* TASK TO CARRY OUT *
Retype each record below word for word. Leave the pictures out.

[Entries from a dataset]
##############################
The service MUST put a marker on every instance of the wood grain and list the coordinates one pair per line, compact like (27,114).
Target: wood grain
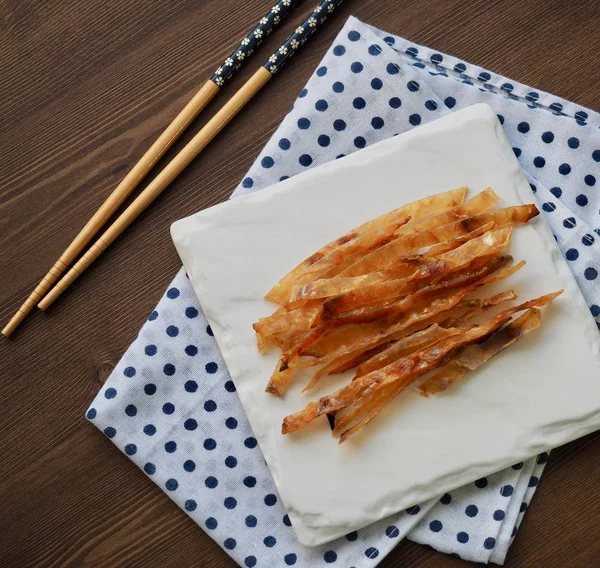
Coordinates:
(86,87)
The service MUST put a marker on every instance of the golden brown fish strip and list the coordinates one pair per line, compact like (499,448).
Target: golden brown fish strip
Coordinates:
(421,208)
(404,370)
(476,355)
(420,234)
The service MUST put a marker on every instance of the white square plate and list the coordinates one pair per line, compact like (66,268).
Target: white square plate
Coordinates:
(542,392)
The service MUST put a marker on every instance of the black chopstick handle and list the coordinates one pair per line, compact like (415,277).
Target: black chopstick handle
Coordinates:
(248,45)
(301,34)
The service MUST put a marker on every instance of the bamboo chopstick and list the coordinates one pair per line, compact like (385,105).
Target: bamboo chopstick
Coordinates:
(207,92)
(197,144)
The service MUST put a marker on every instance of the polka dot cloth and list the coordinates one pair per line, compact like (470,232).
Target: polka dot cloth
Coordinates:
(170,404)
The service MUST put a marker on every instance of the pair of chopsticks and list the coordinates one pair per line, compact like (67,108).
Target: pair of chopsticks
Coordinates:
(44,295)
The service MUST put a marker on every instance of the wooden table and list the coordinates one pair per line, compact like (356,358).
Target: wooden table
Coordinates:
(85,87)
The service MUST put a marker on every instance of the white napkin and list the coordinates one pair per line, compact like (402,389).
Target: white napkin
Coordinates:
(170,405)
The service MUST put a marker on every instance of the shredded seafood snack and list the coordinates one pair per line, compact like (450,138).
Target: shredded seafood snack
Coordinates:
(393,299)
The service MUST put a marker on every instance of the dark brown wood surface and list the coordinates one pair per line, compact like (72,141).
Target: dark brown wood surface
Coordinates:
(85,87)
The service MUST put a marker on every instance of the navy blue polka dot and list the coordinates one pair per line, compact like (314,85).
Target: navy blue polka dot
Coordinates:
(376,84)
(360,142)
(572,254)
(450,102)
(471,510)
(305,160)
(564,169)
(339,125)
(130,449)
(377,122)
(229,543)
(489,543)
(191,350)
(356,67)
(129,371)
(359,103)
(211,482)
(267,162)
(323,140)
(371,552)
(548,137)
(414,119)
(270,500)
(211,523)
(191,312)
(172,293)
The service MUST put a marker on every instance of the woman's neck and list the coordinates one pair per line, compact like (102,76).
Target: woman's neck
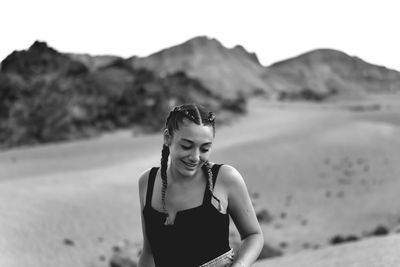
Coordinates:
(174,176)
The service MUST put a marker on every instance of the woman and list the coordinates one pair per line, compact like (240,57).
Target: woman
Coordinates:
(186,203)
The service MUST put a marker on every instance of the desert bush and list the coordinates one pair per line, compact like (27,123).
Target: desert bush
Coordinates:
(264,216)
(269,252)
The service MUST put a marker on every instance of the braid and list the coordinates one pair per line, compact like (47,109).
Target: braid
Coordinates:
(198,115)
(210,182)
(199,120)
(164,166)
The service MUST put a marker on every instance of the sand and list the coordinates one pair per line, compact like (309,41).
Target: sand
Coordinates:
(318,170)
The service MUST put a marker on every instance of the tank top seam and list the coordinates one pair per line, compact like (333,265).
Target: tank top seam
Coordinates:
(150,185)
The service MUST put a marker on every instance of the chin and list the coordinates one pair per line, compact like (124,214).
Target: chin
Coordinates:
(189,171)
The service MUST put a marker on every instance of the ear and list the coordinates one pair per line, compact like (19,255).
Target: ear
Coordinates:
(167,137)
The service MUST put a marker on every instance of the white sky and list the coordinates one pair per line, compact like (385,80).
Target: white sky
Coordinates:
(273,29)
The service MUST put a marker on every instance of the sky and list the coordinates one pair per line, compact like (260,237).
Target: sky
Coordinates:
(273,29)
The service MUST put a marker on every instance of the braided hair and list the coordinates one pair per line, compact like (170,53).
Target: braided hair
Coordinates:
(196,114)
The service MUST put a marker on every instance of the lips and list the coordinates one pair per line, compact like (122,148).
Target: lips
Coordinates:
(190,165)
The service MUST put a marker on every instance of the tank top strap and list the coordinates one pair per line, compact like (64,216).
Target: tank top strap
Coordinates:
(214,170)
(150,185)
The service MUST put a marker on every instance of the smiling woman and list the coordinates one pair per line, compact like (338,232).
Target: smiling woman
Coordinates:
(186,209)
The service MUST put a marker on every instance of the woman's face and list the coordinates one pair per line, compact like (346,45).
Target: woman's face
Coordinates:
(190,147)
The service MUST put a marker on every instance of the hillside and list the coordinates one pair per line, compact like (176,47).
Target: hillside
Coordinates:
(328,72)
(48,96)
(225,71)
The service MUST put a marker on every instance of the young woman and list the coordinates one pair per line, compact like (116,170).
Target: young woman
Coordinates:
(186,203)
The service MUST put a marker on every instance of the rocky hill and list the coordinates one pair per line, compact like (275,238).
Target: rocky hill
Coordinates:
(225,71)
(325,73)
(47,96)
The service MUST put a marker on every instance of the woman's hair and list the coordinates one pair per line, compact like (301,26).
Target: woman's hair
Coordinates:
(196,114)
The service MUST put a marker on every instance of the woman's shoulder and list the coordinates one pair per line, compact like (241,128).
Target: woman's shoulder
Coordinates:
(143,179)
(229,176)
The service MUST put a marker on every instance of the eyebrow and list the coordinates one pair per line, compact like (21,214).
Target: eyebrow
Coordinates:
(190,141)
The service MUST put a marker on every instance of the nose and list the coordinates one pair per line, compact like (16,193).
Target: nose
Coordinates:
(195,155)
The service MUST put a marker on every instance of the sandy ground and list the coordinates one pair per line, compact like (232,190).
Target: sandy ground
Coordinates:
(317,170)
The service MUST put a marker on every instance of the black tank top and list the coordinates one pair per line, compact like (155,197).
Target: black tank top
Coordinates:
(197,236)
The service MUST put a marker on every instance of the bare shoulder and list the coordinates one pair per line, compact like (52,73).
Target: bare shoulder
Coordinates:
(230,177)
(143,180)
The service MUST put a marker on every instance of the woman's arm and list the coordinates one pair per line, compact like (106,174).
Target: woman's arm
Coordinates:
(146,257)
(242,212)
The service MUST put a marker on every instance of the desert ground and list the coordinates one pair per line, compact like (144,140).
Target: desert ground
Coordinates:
##############################
* SOLUTION TO THE EXERCISE *
The service MUST put a marker on every instance of the wood grain and list the coordinates one pair per line, compact like (27,114).
Target: wood grain
Coordinates:
(86,87)
The service MUST put a marker on every instance of the golden brown fish strip and list the coordinates one pair per line, compact like (499,448).
Target: golden brown fish strip
Coordinates:
(421,208)
(404,370)
(476,355)
(420,234)
The service MUST put a marker on every instance of the white square plate and list the coordinates one pair per line, compact like (66,268).
Target: white square plate
Coordinates:
(542,392)
The service MUST put a marker on every instance of the black chopstick handle and list the coordinates one pair per line, compact like (415,277).
Target: black chopstick handle
Coordinates:
(248,45)
(301,34)
The service MUST put a marker on every instance of the bamboo chopstick and list the coordinates one pair per line, compact like (385,105).
Target: bamboo chopstick
Coordinates:
(207,92)
(197,144)
The service MUST put a marker on every instance of the polka dot cloth and list the coordinates one pair per line, compact like (470,232).
Target: polka dot cloth
Coordinates:
(170,404)
The service MUST put a marker on every instance of the pair of chopsticks and list the coordinates one pair per line, compact like (67,108).
Target: pair of chopsticks
Coordinates:
(44,295)
The service MUST put a marker on every instance of the wooden table and list the coordinates one pair per line, compact like (356,358).
Target: wooden table
Coordinates:
(85,87)
The service MUST put a marker on every instance of the white napkin and list the coordinates one pair per line, compact like (402,389).
Target: white napkin
Coordinates:
(170,405)
The service MUST put a marker on every instance of the shredded seafood snack and list the coordinates one pair per line, compact like (450,138).
Target: shredded seafood snack
Coordinates:
(393,299)
The service MUST put a marker on every instance of the dark brown wood surface and list the coordinates one pair per line, compact like (72,141).
Target: dark brown wood surface
Coordinates:
(85,87)
The service MUST put a marker on every instance of the navy blue polka dot and list the coordinates one pair per line, compact like (314,85).
Target: navy blue polka dot
Coordinates:
(376,84)
(360,142)
(572,254)
(450,102)
(471,510)
(305,160)
(564,169)
(339,125)
(130,449)
(377,122)
(229,543)
(489,543)
(191,350)
(356,67)
(129,371)
(359,103)
(211,482)
(267,162)
(323,140)
(371,552)
(548,137)
(414,119)
(270,500)
(211,523)
(191,312)
(172,293)
The service MUST put a marker on every instance of the woman's neck and list the coordinates one pair per line, compact like (102,76).
Target: woman's neck
Coordinates:
(174,176)
The service MUST put a marker on every instance of the woman and list the coordinates one pair per line, compact like (240,57).
Target: woman
Coordinates:
(186,203)
The service MUST put a marker on every instance of the desert bush and list the coordinates one pair per line, compact like (27,123).
Target: desert bush
Coordinates:
(264,216)
(269,252)
The service MUST put a marker on every instance of the braid and list the coordinates one pair per line, compact like (47,109).
Target: braid
Coordinates:
(198,115)
(210,182)
(199,120)
(164,166)
The service MUST put a marker on every instance of the sand and list the coordinates one pair per line, compact like (309,41).
Target: sand
Coordinates:
(318,170)
The service MUST put a marker on every instance of the tank top seam and list the coordinates one pair per line, compact like (333,265).
Target: tank top seam
Coordinates:
(150,185)
The service MUST put a marker on every instance of the chin and list the coordinates one pair per line, compact like (124,214).
Target: chin
Coordinates:
(189,171)
The service MUST put a marker on every instance of the ear and list the coordinates one pair per line, compact like (19,255).
Target: ear
Coordinates:
(167,137)
The service MUST put a marker on every instance of the white sky and list the coordinates one pair per line, compact like (385,80).
Target: white sky
Coordinates:
(273,29)
The service MUST put a marker on every instance of the sky and list the coordinates one pair per line, compact like (260,237).
Target: sky
Coordinates:
(273,29)
The service MUST put a marker on every instance of the braided hair and list the coordinates one pair per line, compact like (170,53).
Target: braided hair
Coordinates:
(196,114)
The service MUST put a marker on every instance of the lips and list the coordinates one pair per line, compact like (122,148).
Target: lips
Coordinates:
(190,165)
The service MUST put a marker on every instance of the tank top strap and list the coordinates one pair per line, compact like (64,216).
Target: tank top strap
Coordinates:
(214,170)
(150,185)
The service MUST put a marker on every instance of the smiling woman and list the coordinates one pair per line, compact like (338,232).
Target: smiling woman
Coordinates:
(186,209)
The service MUST put a marker on every instance of the woman's face and list the coordinates one pair per line, compact like (346,45).
Target: woman's face
Coordinates:
(190,147)
The service MUST put a marker on every instance of the hillside and list the coordinates one pair per line, compact like (176,47).
Target: hillside
Coordinates:
(328,72)
(48,96)
(225,71)
The service MUST put a marker on every instance of the young woman and list the coordinates one pair per line, compact like (116,170).
Target: young woman
Coordinates:
(186,203)
The service MUST put a marker on every instance of the rocky hill and list the coordinates one pair per line, compact like (275,238).
Target: rocky hill
Coordinates:
(225,71)
(325,73)
(47,96)
The service MUST put a marker on every instance of the woman's hair and list the coordinates one pair per line, compact like (301,26).
Target: woman's hair
Coordinates:
(196,114)
The service MUST put a marker on every instance of the woman's shoulder and list the coordinates one pair per line, compact like (241,128).
Target: woman's shoulder
Coordinates:
(143,179)
(229,176)
The service MUST put a marker on every instance of the eyebrow and list the coordinates one pair per line, compact like (21,214).
Target: eyebrow
Coordinates:
(190,141)
The service MUST put a marker on every instance of the nose and list the coordinates one pair per line, compact like (16,193).
Target: nose
Coordinates:
(195,155)
The service MUST put a marker on every instance of the sandy ground and list the coordinates one pair per line, compact like (232,190).
Target: sandy ground
Coordinates:
(317,170)
The service MUST put a marker on every instance of the black tank top and list the coordinates one pair per line, compact like (155,197).
Target: black tank top
Coordinates:
(197,236)
The service MUST put a marker on every instance of the bare shoulder and list the coordinates one pair per line, compact like (52,73).
Target: bare shoulder
Coordinates:
(230,177)
(143,180)
The service MUST put a marker on every instance of the woman's arm and list the coordinates one pair per line, compact like (106,174).
Target: woman's arm
Coordinates:
(146,257)
(242,212)
The service MUST put a marker on every instance of the desert ground and list the coordinates one pair per line, compact like (144,140).
Target: desert ground
Coordinates:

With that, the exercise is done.